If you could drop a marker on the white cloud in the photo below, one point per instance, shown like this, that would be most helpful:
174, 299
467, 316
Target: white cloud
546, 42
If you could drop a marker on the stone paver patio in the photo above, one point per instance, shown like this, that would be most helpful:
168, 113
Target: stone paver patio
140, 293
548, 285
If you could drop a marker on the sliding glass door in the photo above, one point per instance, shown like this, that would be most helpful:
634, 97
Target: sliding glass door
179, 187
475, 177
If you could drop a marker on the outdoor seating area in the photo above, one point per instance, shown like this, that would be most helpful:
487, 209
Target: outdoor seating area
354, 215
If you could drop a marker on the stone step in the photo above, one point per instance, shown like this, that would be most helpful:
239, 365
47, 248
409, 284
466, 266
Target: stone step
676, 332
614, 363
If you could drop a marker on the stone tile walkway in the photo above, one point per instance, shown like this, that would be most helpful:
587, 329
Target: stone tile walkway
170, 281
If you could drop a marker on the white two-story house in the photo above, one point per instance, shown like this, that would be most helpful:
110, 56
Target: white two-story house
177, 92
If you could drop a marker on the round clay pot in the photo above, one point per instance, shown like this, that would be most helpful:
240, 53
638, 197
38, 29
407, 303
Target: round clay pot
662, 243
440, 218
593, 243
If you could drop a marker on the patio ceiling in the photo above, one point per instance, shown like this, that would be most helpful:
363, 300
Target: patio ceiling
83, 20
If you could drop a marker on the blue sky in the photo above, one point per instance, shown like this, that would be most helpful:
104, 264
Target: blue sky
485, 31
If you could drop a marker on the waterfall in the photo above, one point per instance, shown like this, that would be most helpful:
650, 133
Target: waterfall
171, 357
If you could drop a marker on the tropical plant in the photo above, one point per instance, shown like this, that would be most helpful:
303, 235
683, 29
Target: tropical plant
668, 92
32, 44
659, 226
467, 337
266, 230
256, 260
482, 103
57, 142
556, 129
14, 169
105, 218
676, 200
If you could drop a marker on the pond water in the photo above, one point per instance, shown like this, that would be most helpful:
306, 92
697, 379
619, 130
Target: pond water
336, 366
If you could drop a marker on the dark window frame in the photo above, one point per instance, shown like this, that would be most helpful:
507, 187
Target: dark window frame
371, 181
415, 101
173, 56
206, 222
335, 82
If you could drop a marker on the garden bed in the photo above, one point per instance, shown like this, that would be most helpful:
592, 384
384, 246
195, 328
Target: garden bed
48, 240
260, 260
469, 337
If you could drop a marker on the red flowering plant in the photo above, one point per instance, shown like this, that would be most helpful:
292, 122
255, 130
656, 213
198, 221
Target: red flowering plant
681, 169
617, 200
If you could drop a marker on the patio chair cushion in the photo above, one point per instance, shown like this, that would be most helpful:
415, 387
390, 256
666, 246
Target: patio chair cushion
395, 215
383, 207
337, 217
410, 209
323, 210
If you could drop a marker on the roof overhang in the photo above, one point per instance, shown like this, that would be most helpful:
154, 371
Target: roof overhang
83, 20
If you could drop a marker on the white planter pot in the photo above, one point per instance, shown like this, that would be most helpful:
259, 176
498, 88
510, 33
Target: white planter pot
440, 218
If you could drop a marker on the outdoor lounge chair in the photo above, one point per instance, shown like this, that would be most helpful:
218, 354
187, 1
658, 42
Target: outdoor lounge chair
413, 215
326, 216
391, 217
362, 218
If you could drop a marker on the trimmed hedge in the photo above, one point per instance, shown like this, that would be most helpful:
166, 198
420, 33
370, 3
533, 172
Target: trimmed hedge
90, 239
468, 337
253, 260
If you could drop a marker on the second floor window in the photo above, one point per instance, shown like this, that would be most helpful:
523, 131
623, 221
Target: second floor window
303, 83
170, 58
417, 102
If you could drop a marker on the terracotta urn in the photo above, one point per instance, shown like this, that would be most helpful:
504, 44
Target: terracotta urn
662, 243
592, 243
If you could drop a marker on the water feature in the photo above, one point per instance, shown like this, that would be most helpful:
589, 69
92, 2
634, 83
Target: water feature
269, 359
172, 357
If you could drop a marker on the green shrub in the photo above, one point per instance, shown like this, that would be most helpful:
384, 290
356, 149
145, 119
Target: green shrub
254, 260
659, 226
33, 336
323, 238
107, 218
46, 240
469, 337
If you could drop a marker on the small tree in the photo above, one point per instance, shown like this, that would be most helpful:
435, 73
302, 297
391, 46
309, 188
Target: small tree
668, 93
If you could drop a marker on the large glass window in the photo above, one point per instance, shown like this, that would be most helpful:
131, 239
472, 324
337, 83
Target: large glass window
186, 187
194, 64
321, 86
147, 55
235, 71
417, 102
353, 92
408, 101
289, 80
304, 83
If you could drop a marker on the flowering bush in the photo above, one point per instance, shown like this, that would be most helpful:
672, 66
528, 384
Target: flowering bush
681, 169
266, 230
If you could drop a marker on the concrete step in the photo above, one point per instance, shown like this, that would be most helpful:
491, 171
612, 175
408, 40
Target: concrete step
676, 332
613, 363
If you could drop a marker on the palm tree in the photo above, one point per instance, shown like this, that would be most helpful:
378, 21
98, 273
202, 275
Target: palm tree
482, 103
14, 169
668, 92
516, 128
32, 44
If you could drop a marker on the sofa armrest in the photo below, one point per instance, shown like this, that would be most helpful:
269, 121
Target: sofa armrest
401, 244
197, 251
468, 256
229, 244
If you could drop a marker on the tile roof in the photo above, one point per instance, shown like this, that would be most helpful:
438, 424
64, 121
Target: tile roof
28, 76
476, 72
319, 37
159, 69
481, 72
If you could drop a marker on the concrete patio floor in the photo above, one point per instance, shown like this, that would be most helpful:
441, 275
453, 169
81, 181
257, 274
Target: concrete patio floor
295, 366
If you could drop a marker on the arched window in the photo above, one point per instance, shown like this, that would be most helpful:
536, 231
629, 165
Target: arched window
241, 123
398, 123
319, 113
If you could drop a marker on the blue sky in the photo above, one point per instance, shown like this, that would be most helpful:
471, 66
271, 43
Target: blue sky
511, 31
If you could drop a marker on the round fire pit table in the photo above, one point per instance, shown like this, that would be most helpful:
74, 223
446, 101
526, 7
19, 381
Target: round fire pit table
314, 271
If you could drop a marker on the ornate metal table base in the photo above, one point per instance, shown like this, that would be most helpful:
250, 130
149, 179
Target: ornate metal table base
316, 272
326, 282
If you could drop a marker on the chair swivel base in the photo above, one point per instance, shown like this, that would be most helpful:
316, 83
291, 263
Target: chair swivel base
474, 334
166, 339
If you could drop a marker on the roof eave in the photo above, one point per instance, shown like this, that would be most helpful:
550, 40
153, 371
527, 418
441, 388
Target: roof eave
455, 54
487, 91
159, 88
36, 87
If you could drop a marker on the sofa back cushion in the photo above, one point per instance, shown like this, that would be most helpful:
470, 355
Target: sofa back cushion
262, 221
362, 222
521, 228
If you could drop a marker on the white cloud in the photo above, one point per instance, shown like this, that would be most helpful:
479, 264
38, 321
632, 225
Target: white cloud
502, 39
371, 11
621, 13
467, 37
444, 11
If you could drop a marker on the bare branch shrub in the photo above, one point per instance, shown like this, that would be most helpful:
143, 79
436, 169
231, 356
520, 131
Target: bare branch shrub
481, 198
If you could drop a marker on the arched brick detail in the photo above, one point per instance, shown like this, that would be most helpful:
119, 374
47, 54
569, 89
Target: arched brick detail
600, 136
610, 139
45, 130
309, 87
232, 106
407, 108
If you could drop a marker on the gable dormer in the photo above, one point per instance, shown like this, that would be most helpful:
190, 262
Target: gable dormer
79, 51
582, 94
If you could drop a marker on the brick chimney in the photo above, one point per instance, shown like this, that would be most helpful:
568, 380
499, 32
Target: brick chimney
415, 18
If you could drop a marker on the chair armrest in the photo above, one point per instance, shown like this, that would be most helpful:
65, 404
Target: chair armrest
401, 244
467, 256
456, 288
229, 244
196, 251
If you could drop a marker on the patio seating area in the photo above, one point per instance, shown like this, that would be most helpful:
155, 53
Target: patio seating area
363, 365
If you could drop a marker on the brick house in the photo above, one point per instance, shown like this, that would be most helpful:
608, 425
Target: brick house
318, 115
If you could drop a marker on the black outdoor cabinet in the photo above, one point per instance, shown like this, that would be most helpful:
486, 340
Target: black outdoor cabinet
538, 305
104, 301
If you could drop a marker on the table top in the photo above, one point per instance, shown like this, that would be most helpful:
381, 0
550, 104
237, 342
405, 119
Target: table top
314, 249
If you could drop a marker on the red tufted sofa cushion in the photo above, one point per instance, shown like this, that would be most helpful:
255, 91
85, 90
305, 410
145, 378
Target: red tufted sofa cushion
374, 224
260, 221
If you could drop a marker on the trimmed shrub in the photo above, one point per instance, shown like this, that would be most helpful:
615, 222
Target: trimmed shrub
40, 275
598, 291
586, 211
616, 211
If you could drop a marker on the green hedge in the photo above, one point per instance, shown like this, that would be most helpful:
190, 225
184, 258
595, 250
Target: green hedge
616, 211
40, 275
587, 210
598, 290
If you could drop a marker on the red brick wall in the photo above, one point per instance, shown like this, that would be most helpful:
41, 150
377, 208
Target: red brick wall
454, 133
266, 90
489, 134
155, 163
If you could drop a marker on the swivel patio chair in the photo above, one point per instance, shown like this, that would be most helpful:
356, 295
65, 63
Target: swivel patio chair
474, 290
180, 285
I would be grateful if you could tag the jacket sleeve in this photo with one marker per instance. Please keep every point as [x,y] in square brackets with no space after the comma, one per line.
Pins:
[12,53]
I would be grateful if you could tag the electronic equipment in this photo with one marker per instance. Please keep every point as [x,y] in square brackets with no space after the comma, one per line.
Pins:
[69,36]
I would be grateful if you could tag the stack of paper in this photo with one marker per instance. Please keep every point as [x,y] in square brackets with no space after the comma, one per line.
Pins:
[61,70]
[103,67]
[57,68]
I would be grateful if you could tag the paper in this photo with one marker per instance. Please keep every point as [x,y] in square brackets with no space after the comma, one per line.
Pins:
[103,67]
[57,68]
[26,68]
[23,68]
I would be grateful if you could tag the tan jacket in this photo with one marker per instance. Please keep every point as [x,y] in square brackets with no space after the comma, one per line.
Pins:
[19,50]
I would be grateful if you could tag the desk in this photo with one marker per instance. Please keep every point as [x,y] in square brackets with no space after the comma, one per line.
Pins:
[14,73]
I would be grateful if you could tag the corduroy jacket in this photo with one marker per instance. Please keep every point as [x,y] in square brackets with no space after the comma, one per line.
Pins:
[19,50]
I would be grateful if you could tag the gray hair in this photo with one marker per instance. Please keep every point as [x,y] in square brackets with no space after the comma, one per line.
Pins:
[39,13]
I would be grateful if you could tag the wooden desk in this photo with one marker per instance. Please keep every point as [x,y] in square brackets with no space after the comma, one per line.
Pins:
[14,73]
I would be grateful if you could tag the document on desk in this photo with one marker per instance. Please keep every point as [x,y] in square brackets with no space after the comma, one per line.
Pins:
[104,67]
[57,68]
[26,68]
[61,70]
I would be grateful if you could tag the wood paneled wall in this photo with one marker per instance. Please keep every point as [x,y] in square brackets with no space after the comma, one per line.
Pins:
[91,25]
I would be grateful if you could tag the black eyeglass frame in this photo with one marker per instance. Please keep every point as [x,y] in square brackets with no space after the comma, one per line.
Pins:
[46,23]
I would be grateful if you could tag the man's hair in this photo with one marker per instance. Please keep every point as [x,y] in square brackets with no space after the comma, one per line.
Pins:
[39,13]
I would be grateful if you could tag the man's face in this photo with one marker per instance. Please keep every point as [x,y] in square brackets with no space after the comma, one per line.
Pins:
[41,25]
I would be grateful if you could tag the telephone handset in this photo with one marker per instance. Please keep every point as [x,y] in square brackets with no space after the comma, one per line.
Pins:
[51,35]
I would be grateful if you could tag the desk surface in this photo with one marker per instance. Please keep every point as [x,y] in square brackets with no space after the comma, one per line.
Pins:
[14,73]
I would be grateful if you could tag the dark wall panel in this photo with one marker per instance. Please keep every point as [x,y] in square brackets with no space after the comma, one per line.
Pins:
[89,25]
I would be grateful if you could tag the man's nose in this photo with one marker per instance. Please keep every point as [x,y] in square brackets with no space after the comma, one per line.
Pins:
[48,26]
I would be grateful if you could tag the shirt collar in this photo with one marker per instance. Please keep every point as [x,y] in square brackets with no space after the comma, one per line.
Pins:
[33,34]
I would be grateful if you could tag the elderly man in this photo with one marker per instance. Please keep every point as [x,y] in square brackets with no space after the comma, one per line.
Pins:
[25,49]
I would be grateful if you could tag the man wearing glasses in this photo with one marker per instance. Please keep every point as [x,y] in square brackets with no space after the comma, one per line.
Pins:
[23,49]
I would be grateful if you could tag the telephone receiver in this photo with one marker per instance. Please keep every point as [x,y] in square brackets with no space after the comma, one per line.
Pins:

=====

## Problem requirements:
Print from the line containing "I would be grateful if you could tag the shirt" to the last line above, exactly as written.

## Solution for this exercise:
I would be grateful if you could tag the shirt collar in this photo with one marker per instance. Please keep every point as [x,y] in square brackets with no space after the comma, one per line.
Pins:
[33,34]
I would be grateful if you could tag the elderly man in this photo with one marker per instance. Please keep every point as [x,y] in square brackets with no space after the comma, one per line.
Pins:
[25,49]
I would be grateful if you could tag the man wearing glasses in this photo with one marker per instance. Please keep every point as [x,y] in square brackets with no space after the comma, one per line.
Pins:
[23,49]
I would be grateful if you could tag the telephone receiver in this photo with one marker per instance. Please keep every point as [x,y] in square brackets with no space after the comma, one per line.
Pins:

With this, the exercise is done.